Collection entries:
────────────────

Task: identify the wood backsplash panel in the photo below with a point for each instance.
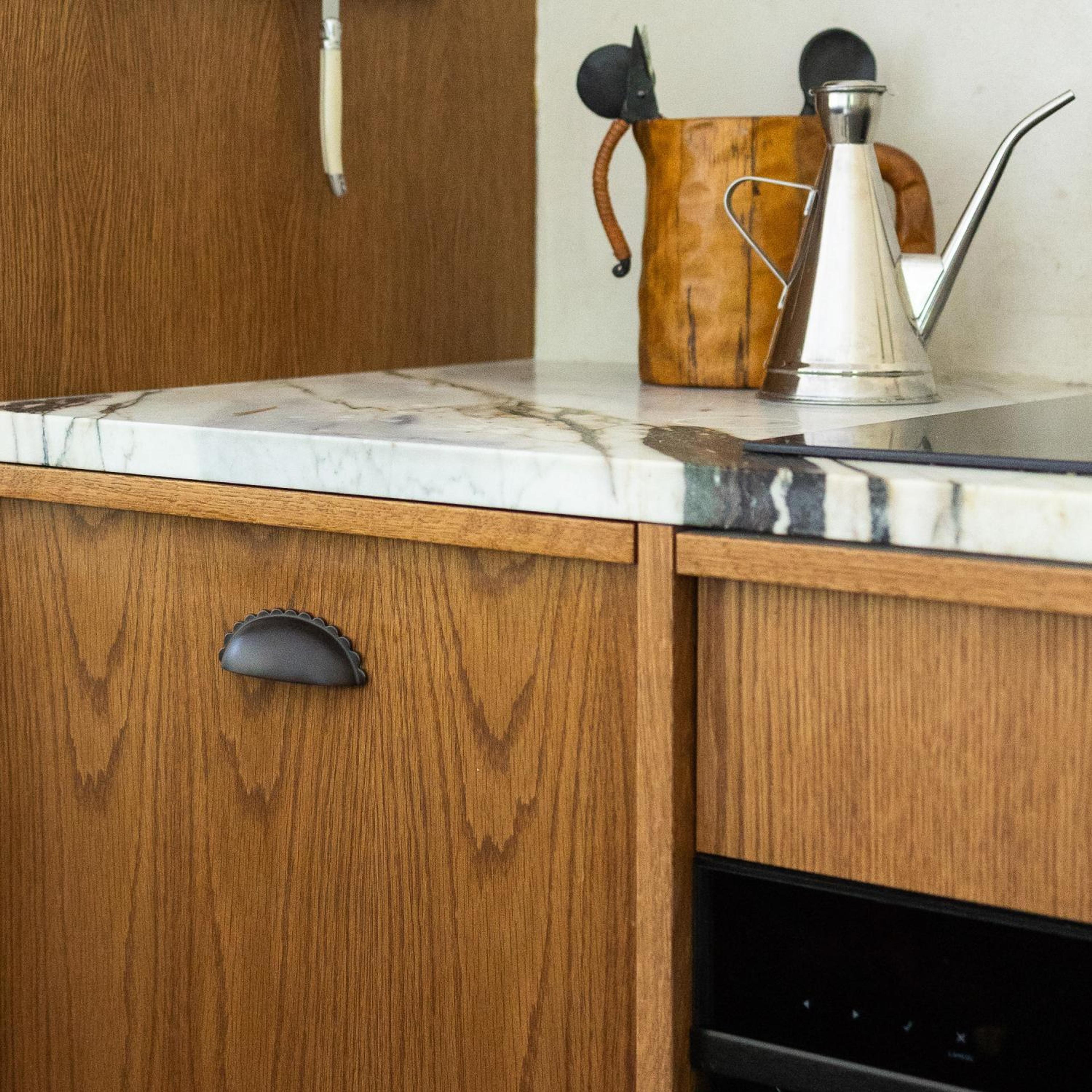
(165, 216)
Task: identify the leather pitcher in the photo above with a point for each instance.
(708, 304)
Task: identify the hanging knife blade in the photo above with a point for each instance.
(640, 103)
(330, 105)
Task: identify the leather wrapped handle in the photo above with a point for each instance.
(913, 207)
(602, 191)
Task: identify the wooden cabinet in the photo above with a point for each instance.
(855, 722)
(209, 882)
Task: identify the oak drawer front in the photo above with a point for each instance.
(213, 880)
(928, 746)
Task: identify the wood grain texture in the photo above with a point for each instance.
(489, 529)
(216, 883)
(708, 304)
(665, 814)
(905, 574)
(167, 222)
(926, 746)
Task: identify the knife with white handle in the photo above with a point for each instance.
(330, 105)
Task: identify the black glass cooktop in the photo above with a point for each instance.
(1053, 436)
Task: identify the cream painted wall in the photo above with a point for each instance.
(960, 73)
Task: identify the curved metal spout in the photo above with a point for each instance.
(956, 251)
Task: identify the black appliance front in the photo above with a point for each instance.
(816, 985)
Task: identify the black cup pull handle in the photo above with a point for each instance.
(292, 647)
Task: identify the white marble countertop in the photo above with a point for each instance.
(578, 439)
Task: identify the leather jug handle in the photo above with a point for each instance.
(602, 191)
(913, 207)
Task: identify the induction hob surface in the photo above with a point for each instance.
(1053, 436)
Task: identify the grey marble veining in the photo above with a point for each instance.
(566, 438)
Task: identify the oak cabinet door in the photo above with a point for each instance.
(210, 882)
(936, 747)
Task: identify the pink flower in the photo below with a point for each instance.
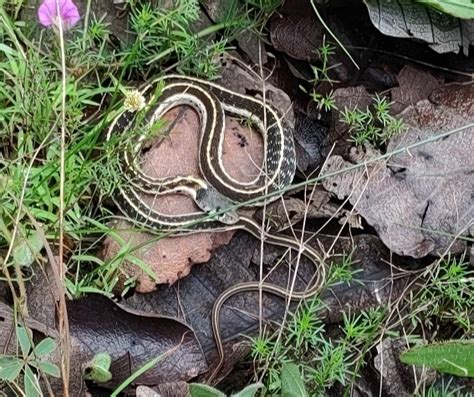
(48, 13)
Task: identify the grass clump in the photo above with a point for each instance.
(375, 125)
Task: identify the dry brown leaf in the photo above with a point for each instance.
(419, 201)
(172, 258)
(414, 85)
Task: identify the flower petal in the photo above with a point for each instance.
(68, 12)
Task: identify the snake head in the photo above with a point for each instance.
(211, 201)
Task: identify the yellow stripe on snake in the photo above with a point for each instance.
(217, 192)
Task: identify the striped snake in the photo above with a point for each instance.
(217, 192)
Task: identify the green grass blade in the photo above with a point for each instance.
(453, 357)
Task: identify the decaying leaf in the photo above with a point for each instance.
(99, 326)
(414, 85)
(171, 258)
(193, 297)
(297, 35)
(419, 201)
(406, 19)
(458, 8)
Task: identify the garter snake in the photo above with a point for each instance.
(217, 190)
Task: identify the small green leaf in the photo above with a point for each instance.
(454, 357)
(98, 369)
(49, 369)
(24, 338)
(201, 390)
(10, 368)
(26, 250)
(249, 391)
(32, 387)
(292, 384)
(463, 9)
(46, 346)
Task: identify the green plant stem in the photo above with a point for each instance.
(333, 35)
(203, 33)
(63, 325)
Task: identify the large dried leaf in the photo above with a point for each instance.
(193, 297)
(420, 200)
(98, 325)
(132, 339)
(406, 19)
(172, 258)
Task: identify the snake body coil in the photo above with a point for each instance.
(217, 191)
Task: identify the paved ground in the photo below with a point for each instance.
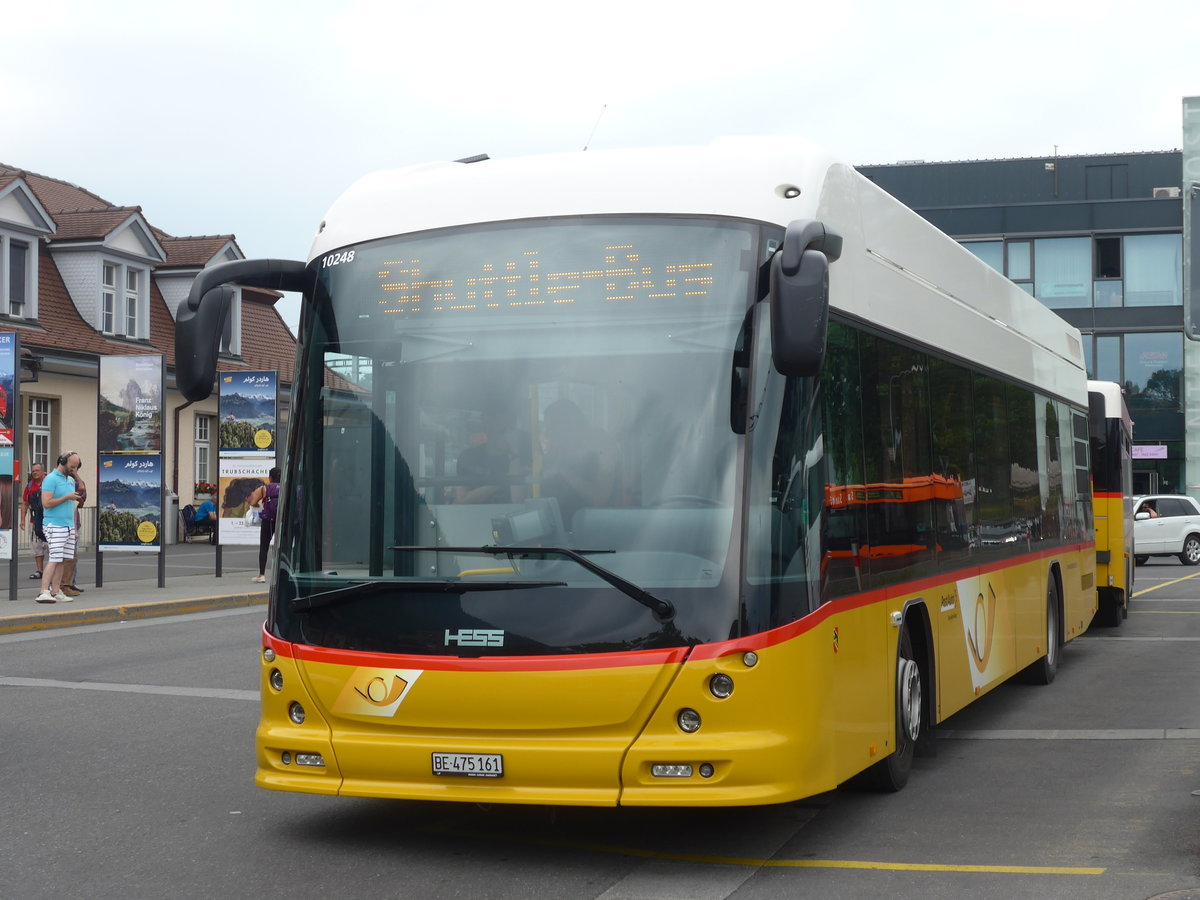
(130, 587)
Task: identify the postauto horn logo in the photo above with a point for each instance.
(376, 691)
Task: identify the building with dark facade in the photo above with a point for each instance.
(1098, 239)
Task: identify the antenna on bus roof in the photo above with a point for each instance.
(605, 106)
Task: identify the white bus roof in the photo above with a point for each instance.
(897, 271)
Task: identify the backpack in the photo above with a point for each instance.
(270, 502)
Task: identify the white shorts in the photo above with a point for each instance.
(61, 543)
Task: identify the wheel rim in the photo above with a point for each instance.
(1051, 628)
(909, 681)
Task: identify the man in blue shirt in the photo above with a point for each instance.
(59, 499)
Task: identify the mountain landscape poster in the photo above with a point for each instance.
(247, 411)
(130, 515)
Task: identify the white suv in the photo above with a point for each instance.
(1167, 525)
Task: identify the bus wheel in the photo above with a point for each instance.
(892, 774)
(1045, 669)
(1111, 612)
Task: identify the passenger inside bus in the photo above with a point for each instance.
(579, 461)
(491, 466)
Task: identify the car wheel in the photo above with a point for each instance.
(1191, 555)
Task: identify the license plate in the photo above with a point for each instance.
(472, 765)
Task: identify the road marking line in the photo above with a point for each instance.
(207, 693)
(1165, 585)
(1069, 735)
(780, 863)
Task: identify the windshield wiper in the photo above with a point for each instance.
(663, 610)
(445, 586)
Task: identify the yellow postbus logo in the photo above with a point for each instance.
(375, 691)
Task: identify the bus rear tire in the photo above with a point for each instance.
(891, 774)
(1045, 669)
(1113, 607)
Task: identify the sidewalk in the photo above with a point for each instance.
(132, 598)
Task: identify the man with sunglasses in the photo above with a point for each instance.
(59, 499)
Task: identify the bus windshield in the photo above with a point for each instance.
(474, 399)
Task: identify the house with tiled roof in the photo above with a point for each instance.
(82, 279)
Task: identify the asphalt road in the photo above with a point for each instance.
(126, 757)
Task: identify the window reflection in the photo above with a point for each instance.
(1153, 371)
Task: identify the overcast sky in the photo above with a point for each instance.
(251, 117)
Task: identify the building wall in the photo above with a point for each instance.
(1113, 201)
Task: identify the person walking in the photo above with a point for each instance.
(59, 501)
(69, 564)
(267, 498)
(31, 509)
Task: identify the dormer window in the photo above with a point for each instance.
(123, 306)
(18, 268)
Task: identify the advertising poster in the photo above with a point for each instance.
(130, 502)
(239, 480)
(247, 411)
(7, 420)
(7, 535)
(7, 378)
(129, 419)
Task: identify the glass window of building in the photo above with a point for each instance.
(1153, 371)
(1062, 271)
(1153, 270)
(991, 252)
(1108, 359)
(1019, 261)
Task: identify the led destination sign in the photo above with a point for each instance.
(642, 264)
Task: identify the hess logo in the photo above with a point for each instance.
(475, 637)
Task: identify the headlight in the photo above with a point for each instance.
(721, 685)
(295, 713)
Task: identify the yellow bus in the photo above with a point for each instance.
(1111, 448)
(555, 504)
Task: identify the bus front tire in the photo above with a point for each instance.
(891, 774)
(1045, 669)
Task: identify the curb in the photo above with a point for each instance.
(150, 609)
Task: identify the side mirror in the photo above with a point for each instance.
(799, 297)
(202, 317)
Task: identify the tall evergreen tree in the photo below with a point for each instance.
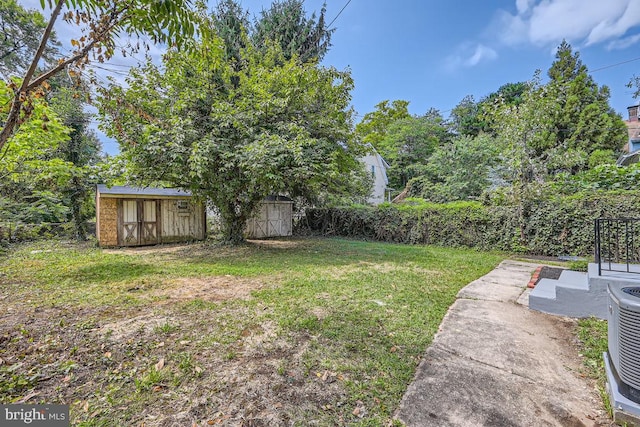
(581, 119)
(287, 24)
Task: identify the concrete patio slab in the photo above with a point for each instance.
(496, 363)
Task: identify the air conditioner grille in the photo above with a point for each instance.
(629, 347)
(633, 291)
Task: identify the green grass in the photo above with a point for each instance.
(592, 333)
(343, 322)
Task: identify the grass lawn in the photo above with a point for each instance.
(593, 337)
(301, 331)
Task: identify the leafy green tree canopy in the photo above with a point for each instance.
(410, 142)
(234, 136)
(20, 38)
(372, 129)
(167, 21)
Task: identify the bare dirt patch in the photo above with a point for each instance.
(281, 244)
(212, 288)
(129, 327)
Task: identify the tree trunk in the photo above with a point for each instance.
(233, 226)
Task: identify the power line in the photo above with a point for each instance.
(339, 13)
(615, 65)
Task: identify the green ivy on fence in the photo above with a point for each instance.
(558, 225)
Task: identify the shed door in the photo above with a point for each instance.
(139, 223)
(148, 222)
(129, 232)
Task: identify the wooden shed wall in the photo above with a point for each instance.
(178, 220)
(107, 221)
(179, 223)
(275, 219)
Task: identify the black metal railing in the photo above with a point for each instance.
(617, 245)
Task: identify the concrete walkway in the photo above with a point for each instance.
(494, 362)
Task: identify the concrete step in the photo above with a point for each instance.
(572, 295)
(574, 280)
(545, 289)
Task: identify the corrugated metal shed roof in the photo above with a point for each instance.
(122, 190)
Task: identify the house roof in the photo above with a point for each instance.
(123, 190)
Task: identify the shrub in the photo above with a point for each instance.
(554, 225)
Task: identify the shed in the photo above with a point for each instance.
(131, 216)
(275, 219)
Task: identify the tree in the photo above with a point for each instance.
(459, 170)
(374, 125)
(168, 21)
(286, 24)
(29, 172)
(581, 119)
(234, 136)
(20, 38)
(466, 117)
(81, 151)
(410, 142)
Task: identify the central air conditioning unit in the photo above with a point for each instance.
(624, 339)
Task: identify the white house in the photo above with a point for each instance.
(377, 166)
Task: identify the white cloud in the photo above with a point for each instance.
(524, 5)
(624, 43)
(545, 22)
(482, 53)
(469, 55)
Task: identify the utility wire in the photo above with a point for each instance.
(339, 13)
(615, 65)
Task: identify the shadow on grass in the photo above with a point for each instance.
(112, 271)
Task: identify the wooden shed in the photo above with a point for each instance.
(275, 219)
(130, 216)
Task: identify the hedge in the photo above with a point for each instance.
(559, 225)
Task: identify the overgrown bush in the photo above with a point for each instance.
(554, 225)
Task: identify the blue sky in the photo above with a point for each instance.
(433, 53)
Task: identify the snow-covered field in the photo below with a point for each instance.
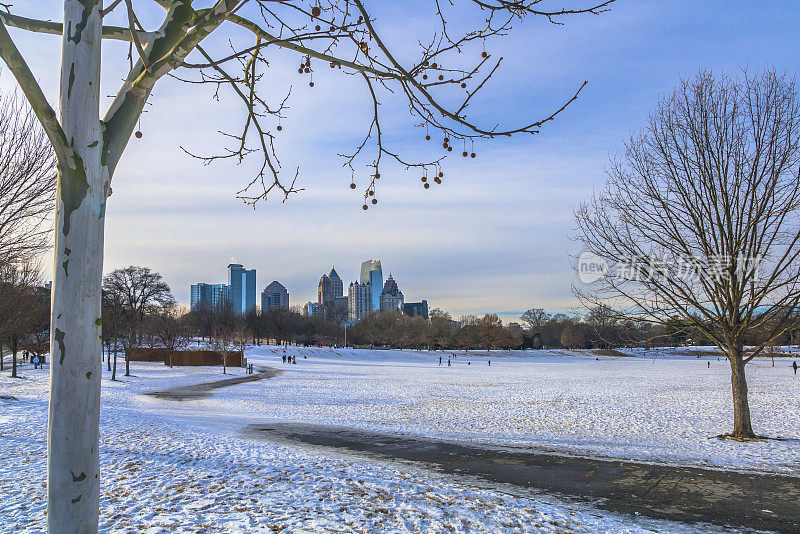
(660, 408)
(182, 467)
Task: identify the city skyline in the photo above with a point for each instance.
(499, 224)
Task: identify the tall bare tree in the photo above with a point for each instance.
(169, 327)
(700, 220)
(342, 34)
(135, 291)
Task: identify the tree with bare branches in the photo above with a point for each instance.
(438, 87)
(27, 183)
(700, 219)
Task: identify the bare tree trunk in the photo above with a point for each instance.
(742, 428)
(14, 356)
(73, 470)
(114, 371)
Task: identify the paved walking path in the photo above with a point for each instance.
(204, 389)
(685, 494)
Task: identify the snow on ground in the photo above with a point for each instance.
(661, 409)
(191, 472)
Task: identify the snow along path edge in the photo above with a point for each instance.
(662, 492)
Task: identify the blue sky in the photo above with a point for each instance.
(495, 237)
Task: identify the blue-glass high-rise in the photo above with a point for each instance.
(372, 274)
(242, 287)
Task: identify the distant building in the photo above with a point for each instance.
(242, 284)
(391, 297)
(330, 287)
(359, 300)
(314, 309)
(414, 309)
(372, 274)
(208, 295)
(274, 296)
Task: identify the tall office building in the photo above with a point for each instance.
(208, 295)
(359, 300)
(314, 309)
(391, 296)
(274, 296)
(242, 284)
(330, 287)
(371, 274)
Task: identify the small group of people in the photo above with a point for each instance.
(453, 357)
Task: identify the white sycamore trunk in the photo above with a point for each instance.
(73, 477)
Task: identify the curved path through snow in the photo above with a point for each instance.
(204, 389)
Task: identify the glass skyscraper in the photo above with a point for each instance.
(208, 295)
(372, 275)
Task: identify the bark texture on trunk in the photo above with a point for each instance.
(73, 478)
(742, 429)
(14, 356)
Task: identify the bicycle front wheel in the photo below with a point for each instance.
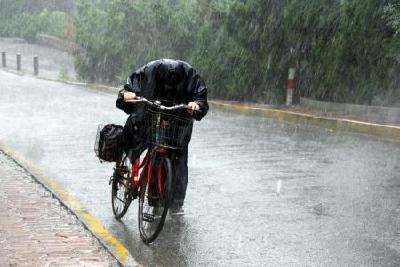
(120, 188)
(154, 198)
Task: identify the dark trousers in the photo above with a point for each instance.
(134, 138)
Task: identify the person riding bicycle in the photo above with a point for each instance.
(171, 82)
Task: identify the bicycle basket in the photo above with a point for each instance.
(166, 129)
(108, 142)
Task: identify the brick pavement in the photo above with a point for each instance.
(36, 230)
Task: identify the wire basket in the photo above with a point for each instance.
(97, 140)
(167, 130)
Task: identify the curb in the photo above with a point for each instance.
(387, 131)
(91, 223)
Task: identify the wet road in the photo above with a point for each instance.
(260, 192)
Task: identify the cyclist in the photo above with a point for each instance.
(170, 81)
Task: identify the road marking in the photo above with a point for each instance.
(387, 131)
(278, 186)
(111, 243)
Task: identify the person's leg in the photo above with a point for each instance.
(180, 179)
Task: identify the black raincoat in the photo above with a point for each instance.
(171, 81)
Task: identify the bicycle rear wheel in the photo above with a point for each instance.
(120, 188)
(154, 199)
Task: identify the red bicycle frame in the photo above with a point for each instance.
(137, 165)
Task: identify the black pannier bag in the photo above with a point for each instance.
(108, 143)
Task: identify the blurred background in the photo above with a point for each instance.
(345, 51)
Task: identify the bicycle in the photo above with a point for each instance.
(150, 177)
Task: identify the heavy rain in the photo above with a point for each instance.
(296, 163)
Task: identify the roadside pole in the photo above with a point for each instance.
(290, 86)
(3, 59)
(18, 61)
(36, 65)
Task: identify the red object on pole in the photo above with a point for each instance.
(290, 86)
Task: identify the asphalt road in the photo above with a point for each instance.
(260, 192)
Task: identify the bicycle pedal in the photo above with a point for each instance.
(147, 217)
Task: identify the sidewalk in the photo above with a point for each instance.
(36, 230)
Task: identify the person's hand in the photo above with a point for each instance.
(129, 96)
(193, 106)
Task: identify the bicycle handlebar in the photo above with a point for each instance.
(157, 104)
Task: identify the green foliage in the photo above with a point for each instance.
(17, 21)
(345, 51)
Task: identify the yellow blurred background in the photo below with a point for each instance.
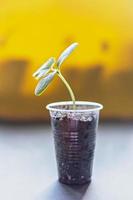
(100, 69)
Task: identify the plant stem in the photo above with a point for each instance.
(68, 87)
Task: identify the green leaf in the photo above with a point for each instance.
(66, 53)
(43, 83)
(43, 70)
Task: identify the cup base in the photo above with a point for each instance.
(67, 182)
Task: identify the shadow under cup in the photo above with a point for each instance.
(74, 136)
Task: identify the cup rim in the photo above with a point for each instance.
(98, 106)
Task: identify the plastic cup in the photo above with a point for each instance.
(74, 137)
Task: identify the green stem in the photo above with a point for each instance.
(68, 87)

────────────────

Exercise description: Which lines run from the one containing "Task: identify the green leaf" to the end of the entries above? Quote exactly those, and only those.

Answer:
Task: identify the green leaf in the photo above with a point for each instance.
(66, 53)
(43, 83)
(43, 70)
Task: identify the cup base in the photo above with a point for each instance.
(67, 182)
Task: identify the shadow under cup in the photo above with a point for each instance.
(74, 136)
Task: identify the cup rim in the photo above with a point for each instance.
(98, 106)
Task: identify the plastic cup in the photo above with a point for each instance.
(74, 137)
Task: identify the green stem in the photo above with a point for each instance.
(68, 87)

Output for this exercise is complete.